*INPUT MATERIAL*:
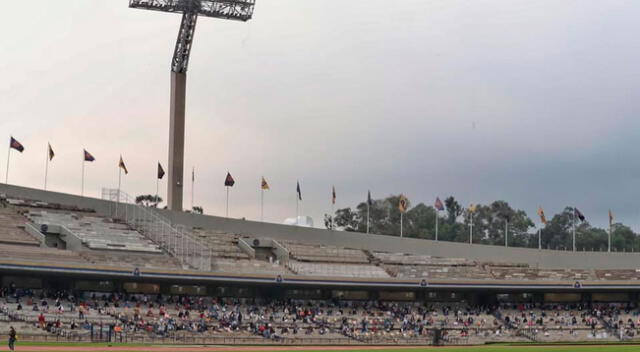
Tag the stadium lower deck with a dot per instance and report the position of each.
(75, 273)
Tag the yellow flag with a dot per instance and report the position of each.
(543, 219)
(610, 217)
(403, 204)
(123, 166)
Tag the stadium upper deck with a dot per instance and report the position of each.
(45, 232)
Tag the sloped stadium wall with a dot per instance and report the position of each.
(534, 257)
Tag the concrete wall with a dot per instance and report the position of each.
(533, 257)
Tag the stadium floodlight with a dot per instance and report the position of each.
(240, 10)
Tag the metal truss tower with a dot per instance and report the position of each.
(240, 10)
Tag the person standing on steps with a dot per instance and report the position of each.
(12, 338)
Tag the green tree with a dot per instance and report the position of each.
(453, 208)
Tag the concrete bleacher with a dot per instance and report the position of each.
(337, 270)
(95, 232)
(40, 255)
(620, 274)
(227, 257)
(519, 273)
(401, 265)
(437, 272)
(409, 259)
(12, 227)
(329, 254)
(140, 260)
(221, 244)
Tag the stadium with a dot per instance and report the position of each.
(83, 269)
(343, 103)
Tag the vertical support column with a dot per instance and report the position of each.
(176, 141)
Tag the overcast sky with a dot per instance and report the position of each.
(533, 102)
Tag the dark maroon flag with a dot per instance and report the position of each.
(229, 181)
(16, 145)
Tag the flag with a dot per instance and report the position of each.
(160, 171)
(403, 203)
(51, 153)
(229, 181)
(543, 219)
(123, 166)
(333, 195)
(13, 143)
(88, 156)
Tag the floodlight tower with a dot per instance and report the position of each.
(240, 10)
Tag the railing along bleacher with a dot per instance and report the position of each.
(175, 240)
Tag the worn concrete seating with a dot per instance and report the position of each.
(40, 255)
(247, 266)
(412, 259)
(337, 270)
(619, 274)
(510, 273)
(321, 253)
(222, 244)
(95, 232)
(402, 265)
(139, 260)
(12, 227)
(438, 272)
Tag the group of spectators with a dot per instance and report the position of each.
(164, 315)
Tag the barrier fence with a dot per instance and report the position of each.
(178, 241)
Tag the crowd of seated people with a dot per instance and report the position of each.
(573, 320)
(167, 315)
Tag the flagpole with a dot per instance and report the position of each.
(437, 224)
(227, 201)
(119, 182)
(506, 233)
(368, 206)
(574, 229)
(82, 187)
(471, 228)
(6, 180)
(540, 238)
(46, 168)
(609, 240)
(333, 206)
(193, 186)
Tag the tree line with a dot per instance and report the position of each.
(489, 222)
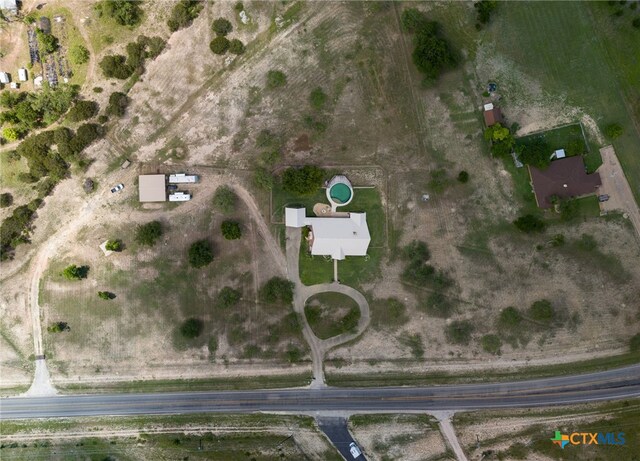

*WHAT YOU WILL DO*: Retype every one of the records above word for word, and leave the pictures out of your copy.

*FINISHED ANSWER*:
Tag the stadium lower deck with a dot per instance and report the position of each.
(75, 273)
Tag the yellow flag with a dot per instance and report the position of each.
(543, 219)
(610, 217)
(403, 204)
(123, 166)
Tag the stadium upper deck with a dot per instance and report the position of each.
(45, 232)
Tag the sloped stadium wall with a dot per instance and report the position of each.
(534, 257)
Tag the concrete wall with a dot per instance and report the position of each.
(533, 257)
Tag the stadium floodlight with a dot per instance and report the position of each.
(240, 10)
Tag the metal truss tower with a dot per instance and report the position of each.
(240, 10)
Tag the person standing on steps with a dot per instance and report the position of each.
(12, 338)
Tag the green tree with a dot per instance and report the position of each.
(453, 208)
Tag the concrete bleacher with a dot per instance and report the position of each.
(337, 270)
(95, 232)
(40, 255)
(620, 274)
(227, 257)
(519, 273)
(401, 265)
(437, 272)
(409, 259)
(12, 227)
(329, 254)
(140, 260)
(221, 244)
Tag the stadium with a dot per instance and report the position of each.
(83, 269)
(343, 103)
Tag the vertical support column with a dot per instance and report the position of each.
(176, 141)
Tag the overcast sky with a dot per instance and report the position of each.
(533, 102)
Tag the dark maroon flag with a dot per instance and report the position of each.
(229, 181)
(16, 145)
Tag the flag with a dot per instance and report the position of each.
(160, 171)
(403, 203)
(51, 153)
(229, 181)
(543, 219)
(123, 166)
(333, 195)
(13, 143)
(88, 156)
Tag the floodlight tower with a dot per instance and report the position of each.
(240, 10)
Tag the railing along bleacher with a dot per instance and report the position of each.
(175, 240)
Tag the worn concrete seating with a dot per instance and report the position of each.
(40, 255)
(247, 266)
(412, 259)
(337, 270)
(619, 274)
(510, 273)
(321, 253)
(222, 244)
(95, 232)
(402, 265)
(139, 260)
(12, 227)
(438, 272)
Tag the group of spectators with a dot per instance and report the position of each.
(164, 315)
Tag the barrier fence with a dot per instance and report the position of each.
(178, 241)
Tag the crowd of seated people with a dot per instance and report the position of each.
(573, 320)
(167, 315)
Tag the flagpole with a dot per instance and report the position of each.
(437, 224)
(227, 201)
(119, 182)
(506, 233)
(368, 206)
(574, 229)
(82, 187)
(471, 228)
(6, 180)
(540, 238)
(46, 168)
(609, 240)
(333, 206)
(193, 186)
Tag the tree line with a dot per instance and report the position of each.
(489, 222)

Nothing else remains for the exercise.